**Requirements**
Rewrite every line from the one containing "You are given a photograph. Could you point to the telegraph" through the end of the listing, requests included, scaling each pixel coordinate in the answers by 1.9 and rounding to whole numbers with halves going up, while leaving the sample coordinates inside the requests unchanged. Omit the pictures.
==============================
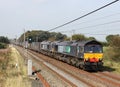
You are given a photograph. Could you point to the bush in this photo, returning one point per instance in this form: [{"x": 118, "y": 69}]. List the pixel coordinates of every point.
[{"x": 3, "y": 45}]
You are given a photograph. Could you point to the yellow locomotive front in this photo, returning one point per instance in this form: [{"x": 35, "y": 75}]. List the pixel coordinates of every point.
[{"x": 93, "y": 55}]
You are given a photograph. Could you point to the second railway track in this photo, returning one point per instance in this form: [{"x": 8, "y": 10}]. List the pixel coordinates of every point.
[{"x": 86, "y": 78}]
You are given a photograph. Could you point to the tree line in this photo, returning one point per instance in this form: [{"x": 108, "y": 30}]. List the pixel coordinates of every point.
[{"x": 3, "y": 42}]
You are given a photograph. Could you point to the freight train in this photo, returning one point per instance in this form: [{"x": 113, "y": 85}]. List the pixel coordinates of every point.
[{"x": 87, "y": 55}]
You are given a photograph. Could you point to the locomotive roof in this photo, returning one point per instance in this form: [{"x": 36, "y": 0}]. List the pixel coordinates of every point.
[{"x": 46, "y": 42}]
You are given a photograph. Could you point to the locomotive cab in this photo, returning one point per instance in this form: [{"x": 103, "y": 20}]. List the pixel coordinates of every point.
[{"x": 93, "y": 54}]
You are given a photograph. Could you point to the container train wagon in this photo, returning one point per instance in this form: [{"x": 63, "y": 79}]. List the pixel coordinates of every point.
[{"x": 87, "y": 55}]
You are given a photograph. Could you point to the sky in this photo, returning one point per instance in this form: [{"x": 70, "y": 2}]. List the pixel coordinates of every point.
[{"x": 17, "y": 15}]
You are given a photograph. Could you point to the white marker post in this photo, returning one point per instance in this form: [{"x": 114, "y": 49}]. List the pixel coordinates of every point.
[{"x": 29, "y": 67}]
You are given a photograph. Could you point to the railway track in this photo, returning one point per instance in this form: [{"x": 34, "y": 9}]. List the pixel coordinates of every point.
[
  {"x": 39, "y": 61},
  {"x": 90, "y": 79}
]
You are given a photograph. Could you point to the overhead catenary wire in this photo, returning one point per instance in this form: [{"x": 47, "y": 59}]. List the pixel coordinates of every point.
[
  {"x": 111, "y": 22},
  {"x": 84, "y": 15}
]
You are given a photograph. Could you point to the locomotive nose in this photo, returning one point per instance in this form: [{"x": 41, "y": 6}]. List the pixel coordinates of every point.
[{"x": 93, "y": 59}]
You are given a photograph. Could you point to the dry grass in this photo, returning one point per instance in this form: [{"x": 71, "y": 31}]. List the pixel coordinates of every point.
[{"x": 16, "y": 76}]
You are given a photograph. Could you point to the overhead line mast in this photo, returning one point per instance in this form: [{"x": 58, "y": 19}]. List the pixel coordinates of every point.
[{"x": 83, "y": 15}]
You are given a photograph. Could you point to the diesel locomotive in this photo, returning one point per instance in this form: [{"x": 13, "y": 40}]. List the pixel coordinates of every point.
[{"x": 87, "y": 55}]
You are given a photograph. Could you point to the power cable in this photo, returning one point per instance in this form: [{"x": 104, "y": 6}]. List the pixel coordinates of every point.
[
  {"x": 83, "y": 15},
  {"x": 117, "y": 21}
]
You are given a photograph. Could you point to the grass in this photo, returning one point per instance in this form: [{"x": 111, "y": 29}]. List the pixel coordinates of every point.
[
  {"x": 15, "y": 76},
  {"x": 110, "y": 63}
]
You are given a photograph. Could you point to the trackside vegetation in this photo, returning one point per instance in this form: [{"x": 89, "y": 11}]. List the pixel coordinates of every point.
[{"x": 112, "y": 53}]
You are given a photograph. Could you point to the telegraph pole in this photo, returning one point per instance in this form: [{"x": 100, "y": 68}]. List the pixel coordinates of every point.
[{"x": 24, "y": 38}]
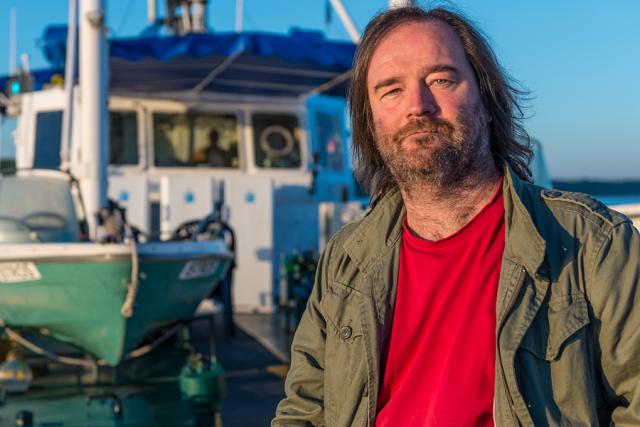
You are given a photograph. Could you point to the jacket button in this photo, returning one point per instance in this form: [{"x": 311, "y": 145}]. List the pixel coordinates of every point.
[{"x": 345, "y": 332}]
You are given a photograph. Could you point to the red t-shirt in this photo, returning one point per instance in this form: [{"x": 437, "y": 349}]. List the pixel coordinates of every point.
[{"x": 439, "y": 365}]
==============================
**Right answer**
You are given a photograph. Could you point to the telegraph pole in this photo, returning one point per instance in this form: [{"x": 100, "y": 68}]. List the pixel coordinates of every point.
[{"x": 46, "y": 72}]
You are given a photograph. Could you point to the jacket button in this photo, returning one point per instance in this form: [{"x": 311, "y": 145}]. List the pixel coordinates of every point.
[{"x": 656, "y": 631}]
You are given a photograph. Could you point to the red t-shirt in this photo, returning one point per instance in this form: [{"x": 437, "y": 349}]. List the pixel coordinates of every point.
[{"x": 834, "y": 694}]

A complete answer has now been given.